> _Work to be completed_
Every line of the records below should be restated exactly.

> _Dataset content_
::::::::::

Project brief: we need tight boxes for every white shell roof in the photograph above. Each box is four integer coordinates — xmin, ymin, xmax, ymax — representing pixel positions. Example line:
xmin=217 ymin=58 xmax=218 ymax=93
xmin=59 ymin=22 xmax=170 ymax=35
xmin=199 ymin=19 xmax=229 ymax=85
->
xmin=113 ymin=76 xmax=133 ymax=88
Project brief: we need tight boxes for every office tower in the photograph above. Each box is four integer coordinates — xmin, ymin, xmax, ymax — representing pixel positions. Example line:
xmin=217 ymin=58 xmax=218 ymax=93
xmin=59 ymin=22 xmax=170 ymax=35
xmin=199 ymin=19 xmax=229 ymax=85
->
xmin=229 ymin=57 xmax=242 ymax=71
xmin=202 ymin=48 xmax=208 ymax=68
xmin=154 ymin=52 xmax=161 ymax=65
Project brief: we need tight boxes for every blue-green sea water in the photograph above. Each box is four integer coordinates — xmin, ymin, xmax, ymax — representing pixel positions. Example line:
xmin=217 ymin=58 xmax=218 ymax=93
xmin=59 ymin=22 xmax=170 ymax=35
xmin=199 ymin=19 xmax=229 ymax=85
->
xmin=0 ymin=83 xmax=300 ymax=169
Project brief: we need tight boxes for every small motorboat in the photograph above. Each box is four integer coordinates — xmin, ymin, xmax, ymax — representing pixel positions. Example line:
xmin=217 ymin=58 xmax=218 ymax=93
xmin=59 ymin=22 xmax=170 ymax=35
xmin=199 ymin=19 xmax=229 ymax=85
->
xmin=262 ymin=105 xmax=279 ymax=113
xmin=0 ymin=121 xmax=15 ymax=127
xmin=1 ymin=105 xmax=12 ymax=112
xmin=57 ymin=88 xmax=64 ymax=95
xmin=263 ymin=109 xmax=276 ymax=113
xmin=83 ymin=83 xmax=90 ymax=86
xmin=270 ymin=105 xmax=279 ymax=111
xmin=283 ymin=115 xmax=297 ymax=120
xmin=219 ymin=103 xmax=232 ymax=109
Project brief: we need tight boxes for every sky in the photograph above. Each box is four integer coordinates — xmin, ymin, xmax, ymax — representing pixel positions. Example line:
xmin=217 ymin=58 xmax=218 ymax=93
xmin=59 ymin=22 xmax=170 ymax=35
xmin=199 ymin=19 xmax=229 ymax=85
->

::::::::::

> _Output of the task_
Project brief: we need tight boxes for every white shell roof in the photograph above. Each box is four integer coordinates — xmin, ymin, xmax, ymax — representing pixel positions. Example line:
xmin=217 ymin=58 xmax=218 ymax=93
xmin=59 ymin=22 xmax=170 ymax=35
xmin=199 ymin=19 xmax=229 ymax=85
->
xmin=113 ymin=76 xmax=133 ymax=88
Project brief: we need tight boxes for every office tower in the photograph above. Each box is four integer coordinates — xmin, ymin, xmax, ymax — representing pixel positions. Example line:
xmin=217 ymin=58 xmax=218 ymax=93
xmin=59 ymin=22 xmax=170 ymax=35
xmin=199 ymin=19 xmax=229 ymax=85
->
xmin=229 ymin=57 xmax=242 ymax=71
xmin=202 ymin=48 xmax=208 ymax=68
xmin=154 ymin=52 xmax=161 ymax=65
Project brief: we need tight boxes for every blue-green sea water in the photograph above. Each box is four integer coordinates — xmin, ymin, xmax, ymax — representing pixel positions. Example line:
xmin=217 ymin=58 xmax=218 ymax=93
xmin=59 ymin=22 xmax=170 ymax=35
xmin=199 ymin=19 xmax=229 ymax=85
->
xmin=0 ymin=83 xmax=300 ymax=169
Project brief: we need tight boxes for every small motorboat in the photograph above. Each box is four integer coordinates — xmin, ymin, xmax, ymax — representing pixel positions. Example line:
xmin=217 ymin=58 xmax=218 ymax=93
xmin=59 ymin=22 xmax=170 ymax=35
xmin=199 ymin=19 xmax=229 ymax=85
->
xmin=262 ymin=105 xmax=279 ymax=113
xmin=0 ymin=121 xmax=15 ymax=127
xmin=1 ymin=105 xmax=12 ymax=112
xmin=57 ymin=88 xmax=64 ymax=95
xmin=263 ymin=109 xmax=276 ymax=113
xmin=83 ymin=83 xmax=90 ymax=86
xmin=270 ymin=105 xmax=279 ymax=111
xmin=283 ymin=115 xmax=297 ymax=120
xmin=219 ymin=103 xmax=232 ymax=109
Project brief: we need tight boxes for every sky in the photograph above. Each box is four integer coordinates — xmin, ymin, xmax, ymax — representing pixel positions. Example line:
xmin=217 ymin=58 xmax=218 ymax=93
xmin=59 ymin=22 xmax=170 ymax=35
xmin=199 ymin=19 xmax=229 ymax=85
->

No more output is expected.